┌────────
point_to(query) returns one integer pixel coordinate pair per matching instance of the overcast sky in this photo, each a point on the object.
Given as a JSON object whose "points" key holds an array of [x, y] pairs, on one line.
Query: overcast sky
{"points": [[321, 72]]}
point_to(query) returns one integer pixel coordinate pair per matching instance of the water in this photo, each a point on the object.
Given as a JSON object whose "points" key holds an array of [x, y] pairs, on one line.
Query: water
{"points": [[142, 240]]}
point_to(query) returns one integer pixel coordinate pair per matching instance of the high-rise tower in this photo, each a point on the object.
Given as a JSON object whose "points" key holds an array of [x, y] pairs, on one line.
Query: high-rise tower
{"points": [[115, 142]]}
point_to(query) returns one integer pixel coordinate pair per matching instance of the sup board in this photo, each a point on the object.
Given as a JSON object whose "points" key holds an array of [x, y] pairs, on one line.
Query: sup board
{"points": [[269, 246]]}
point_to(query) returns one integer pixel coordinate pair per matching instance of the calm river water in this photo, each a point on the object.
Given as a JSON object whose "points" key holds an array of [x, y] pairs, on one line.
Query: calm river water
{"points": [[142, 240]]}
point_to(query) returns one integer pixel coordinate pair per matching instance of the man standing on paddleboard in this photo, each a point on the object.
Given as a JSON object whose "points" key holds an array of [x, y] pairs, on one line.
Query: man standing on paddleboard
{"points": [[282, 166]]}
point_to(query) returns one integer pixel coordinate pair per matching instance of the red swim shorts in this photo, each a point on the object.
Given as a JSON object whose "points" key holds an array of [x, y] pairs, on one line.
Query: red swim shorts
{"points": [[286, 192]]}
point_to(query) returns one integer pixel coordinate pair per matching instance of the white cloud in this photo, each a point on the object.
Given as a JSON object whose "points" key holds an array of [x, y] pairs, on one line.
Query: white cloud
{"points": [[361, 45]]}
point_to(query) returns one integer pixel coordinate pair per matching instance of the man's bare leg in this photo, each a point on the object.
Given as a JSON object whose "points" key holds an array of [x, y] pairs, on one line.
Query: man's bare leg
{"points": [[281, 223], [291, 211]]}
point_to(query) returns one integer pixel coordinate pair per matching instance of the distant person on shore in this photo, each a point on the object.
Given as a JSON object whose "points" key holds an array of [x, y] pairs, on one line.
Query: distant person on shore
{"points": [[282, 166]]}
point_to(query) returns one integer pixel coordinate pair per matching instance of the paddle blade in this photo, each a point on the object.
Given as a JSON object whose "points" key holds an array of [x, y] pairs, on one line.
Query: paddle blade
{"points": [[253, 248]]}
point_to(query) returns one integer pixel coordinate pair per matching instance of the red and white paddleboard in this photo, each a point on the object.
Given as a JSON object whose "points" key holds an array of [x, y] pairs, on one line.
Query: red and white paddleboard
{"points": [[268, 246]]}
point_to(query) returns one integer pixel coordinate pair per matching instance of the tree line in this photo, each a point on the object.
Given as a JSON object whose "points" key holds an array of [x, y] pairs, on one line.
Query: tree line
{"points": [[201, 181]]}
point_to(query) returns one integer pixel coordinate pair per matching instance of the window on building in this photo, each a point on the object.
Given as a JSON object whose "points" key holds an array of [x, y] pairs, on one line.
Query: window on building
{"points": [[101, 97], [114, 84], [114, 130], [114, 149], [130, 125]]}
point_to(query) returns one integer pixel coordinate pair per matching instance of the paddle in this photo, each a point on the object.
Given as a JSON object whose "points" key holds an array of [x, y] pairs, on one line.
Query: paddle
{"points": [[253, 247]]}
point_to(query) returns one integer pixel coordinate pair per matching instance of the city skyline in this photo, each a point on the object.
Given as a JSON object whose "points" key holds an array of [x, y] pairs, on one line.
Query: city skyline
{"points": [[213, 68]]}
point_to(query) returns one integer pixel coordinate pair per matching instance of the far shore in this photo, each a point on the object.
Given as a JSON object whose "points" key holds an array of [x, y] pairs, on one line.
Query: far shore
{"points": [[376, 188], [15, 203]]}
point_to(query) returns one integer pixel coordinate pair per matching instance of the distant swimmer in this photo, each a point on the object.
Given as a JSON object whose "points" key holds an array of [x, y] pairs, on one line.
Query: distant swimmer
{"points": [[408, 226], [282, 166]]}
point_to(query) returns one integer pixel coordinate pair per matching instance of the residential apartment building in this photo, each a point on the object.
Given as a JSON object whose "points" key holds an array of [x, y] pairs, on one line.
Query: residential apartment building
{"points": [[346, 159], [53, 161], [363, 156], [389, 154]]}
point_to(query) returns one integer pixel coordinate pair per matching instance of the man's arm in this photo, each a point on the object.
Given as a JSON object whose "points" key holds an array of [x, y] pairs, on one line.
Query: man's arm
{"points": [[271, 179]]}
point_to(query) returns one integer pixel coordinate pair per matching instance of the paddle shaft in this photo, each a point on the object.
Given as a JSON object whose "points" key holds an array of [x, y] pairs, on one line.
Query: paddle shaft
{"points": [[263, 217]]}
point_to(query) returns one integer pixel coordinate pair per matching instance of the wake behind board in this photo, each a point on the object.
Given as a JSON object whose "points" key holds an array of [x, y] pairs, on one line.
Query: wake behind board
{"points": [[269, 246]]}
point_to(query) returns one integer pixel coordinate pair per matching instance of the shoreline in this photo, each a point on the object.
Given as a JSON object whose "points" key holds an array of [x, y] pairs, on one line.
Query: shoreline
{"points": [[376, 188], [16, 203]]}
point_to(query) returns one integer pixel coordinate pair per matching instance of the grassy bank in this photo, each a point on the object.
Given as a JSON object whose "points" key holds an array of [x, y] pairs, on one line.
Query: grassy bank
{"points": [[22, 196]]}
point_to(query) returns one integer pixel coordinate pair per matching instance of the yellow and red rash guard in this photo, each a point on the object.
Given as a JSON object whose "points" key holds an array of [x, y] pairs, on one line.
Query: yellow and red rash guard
└────────
§ What is needed: Output the line that contains "the man's arm", followed by every later line in the listing, with no line omitted and none added.

§ The reply:
point_to(query) returns one integer pixel coordinate pair per matching instance of the man's arm in this photo, each a point on the object.
Given as a JSON object whose "points" key holds an array of [x, y] pairs, on one line.
Query: man's arm
{"points": [[271, 179]]}
point_to(query) returns one integer pixel coordinate pair per matching instance of the paddle shaft in this photo, each a point on the object.
Given as a JSON object whose "points" key holds an array of [x, y] pairs, on one line.
Query: paddle shaft
{"points": [[263, 217]]}
point_to(query) returns one integer pixel coordinate pair per matching instance of the wake behind board in this photo, each a point on the object.
Given as a JSON object whose "points" key holds an array of [x, y] pairs, on one line.
Query: wake behind board
{"points": [[269, 246]]}
point_to(query) returns one integer pixel coordinate pair per matching instance of the shoreline in this photo, each a point on the object.
Given as a JSON object whose "points" key holds an array of [x, y] pairs, on one line.
Query: shoreline
{"points": [[376, 188], [16, 203]]}
point_to(query) returns one integer pixel coordinate pair per matching instance of the grassy bank in this photo, each a point on the object.
Given as a JSON object whose "points" key holds an array of [x, y] pairs, on one line.
Query: grassy bank
{"points": [[22, 196]]}
point_to(query) returns one integer pixel coordinate pair per matching instance of the yellow and red rash guard in this photo, each a point on the object.
Given as a JSON object whose "points" key holds an array of [x, y] pairs, on one line.
Query: yellow and red rash guard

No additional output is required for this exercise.